_Task goal_
In the listing below, find each line with the string "wall" and return it.

_Provided entries_

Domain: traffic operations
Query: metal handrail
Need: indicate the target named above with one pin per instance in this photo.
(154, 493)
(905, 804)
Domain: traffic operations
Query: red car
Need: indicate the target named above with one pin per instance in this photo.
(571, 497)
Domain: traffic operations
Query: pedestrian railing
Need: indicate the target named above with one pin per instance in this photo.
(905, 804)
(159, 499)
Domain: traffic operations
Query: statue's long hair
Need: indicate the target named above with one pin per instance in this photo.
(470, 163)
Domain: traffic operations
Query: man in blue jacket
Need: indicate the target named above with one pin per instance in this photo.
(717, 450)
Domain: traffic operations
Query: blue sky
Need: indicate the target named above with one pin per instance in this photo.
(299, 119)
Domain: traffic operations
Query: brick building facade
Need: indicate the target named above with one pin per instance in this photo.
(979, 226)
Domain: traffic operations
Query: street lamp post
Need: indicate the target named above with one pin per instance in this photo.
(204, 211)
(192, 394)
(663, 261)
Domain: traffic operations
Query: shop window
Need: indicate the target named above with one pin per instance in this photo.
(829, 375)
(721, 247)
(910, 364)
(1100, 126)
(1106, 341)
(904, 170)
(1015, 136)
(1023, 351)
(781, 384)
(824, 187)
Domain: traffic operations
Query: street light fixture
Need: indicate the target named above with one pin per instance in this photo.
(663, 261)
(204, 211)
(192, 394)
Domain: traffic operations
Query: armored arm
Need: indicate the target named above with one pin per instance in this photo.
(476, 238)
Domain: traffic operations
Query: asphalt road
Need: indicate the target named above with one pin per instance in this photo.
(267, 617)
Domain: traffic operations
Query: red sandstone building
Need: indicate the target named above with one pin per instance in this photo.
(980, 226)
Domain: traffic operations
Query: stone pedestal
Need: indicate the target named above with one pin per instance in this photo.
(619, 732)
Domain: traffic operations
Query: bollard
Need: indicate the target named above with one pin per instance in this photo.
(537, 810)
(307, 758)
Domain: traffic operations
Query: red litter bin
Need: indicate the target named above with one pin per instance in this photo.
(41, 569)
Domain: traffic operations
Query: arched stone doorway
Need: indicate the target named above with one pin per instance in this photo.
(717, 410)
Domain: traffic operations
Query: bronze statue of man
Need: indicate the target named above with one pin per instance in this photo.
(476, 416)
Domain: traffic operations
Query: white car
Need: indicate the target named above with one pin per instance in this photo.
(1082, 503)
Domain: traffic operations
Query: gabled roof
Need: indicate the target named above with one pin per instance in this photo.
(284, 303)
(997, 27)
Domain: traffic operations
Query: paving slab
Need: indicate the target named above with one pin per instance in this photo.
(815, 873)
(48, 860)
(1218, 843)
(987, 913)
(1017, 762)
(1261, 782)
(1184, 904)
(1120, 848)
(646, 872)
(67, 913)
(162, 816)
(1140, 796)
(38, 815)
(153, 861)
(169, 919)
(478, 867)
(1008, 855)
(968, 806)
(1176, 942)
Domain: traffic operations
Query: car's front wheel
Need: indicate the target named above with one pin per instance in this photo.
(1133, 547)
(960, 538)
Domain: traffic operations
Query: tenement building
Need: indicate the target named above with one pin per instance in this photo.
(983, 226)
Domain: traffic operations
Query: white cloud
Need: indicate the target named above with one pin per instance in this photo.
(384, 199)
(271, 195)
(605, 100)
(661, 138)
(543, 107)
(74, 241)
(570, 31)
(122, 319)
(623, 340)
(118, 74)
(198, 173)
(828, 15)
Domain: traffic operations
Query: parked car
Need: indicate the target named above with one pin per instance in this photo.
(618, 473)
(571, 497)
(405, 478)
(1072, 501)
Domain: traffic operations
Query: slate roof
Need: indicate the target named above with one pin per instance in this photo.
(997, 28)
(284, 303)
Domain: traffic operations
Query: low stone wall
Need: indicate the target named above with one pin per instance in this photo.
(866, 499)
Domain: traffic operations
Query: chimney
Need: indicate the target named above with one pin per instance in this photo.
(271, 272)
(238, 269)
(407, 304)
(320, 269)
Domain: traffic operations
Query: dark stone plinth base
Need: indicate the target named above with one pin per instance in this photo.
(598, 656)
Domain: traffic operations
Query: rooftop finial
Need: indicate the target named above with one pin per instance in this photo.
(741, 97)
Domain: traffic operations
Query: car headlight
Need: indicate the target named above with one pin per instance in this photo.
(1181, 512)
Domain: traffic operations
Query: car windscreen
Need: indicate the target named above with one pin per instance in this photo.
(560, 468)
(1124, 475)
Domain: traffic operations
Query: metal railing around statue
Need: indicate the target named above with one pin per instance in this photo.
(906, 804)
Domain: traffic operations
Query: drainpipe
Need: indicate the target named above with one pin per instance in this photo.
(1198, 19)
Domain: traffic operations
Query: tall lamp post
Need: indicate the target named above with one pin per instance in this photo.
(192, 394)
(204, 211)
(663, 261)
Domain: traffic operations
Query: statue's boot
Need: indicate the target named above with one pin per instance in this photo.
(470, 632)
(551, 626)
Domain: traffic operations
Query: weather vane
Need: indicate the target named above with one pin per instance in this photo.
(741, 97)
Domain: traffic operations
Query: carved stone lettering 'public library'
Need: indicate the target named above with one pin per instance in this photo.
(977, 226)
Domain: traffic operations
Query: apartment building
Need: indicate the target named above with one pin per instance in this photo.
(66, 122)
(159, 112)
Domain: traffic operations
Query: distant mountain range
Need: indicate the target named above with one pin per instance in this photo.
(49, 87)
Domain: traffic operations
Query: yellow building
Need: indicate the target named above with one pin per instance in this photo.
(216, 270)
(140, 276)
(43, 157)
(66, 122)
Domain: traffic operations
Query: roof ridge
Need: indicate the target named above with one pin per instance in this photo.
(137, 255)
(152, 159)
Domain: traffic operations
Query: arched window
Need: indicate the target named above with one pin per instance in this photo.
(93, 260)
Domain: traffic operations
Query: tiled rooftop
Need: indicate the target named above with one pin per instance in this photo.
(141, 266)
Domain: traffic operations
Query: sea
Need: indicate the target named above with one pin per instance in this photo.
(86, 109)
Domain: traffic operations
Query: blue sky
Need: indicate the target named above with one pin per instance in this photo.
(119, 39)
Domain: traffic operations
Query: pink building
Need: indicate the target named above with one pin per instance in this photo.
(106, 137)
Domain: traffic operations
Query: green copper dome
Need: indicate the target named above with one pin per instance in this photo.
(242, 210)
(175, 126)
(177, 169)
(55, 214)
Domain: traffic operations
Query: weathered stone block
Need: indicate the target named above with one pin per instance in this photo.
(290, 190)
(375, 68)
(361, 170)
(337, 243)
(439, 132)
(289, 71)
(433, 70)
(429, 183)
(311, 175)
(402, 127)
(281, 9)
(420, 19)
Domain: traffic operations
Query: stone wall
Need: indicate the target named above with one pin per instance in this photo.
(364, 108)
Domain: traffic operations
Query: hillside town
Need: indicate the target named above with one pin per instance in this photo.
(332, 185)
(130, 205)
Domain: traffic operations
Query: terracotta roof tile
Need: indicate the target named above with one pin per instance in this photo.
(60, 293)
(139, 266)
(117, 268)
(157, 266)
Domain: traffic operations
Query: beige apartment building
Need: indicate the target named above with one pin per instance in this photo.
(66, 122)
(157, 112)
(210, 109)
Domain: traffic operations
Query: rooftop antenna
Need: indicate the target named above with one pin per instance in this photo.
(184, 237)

_Answer space_
Query: low stone wall
Query: stone wall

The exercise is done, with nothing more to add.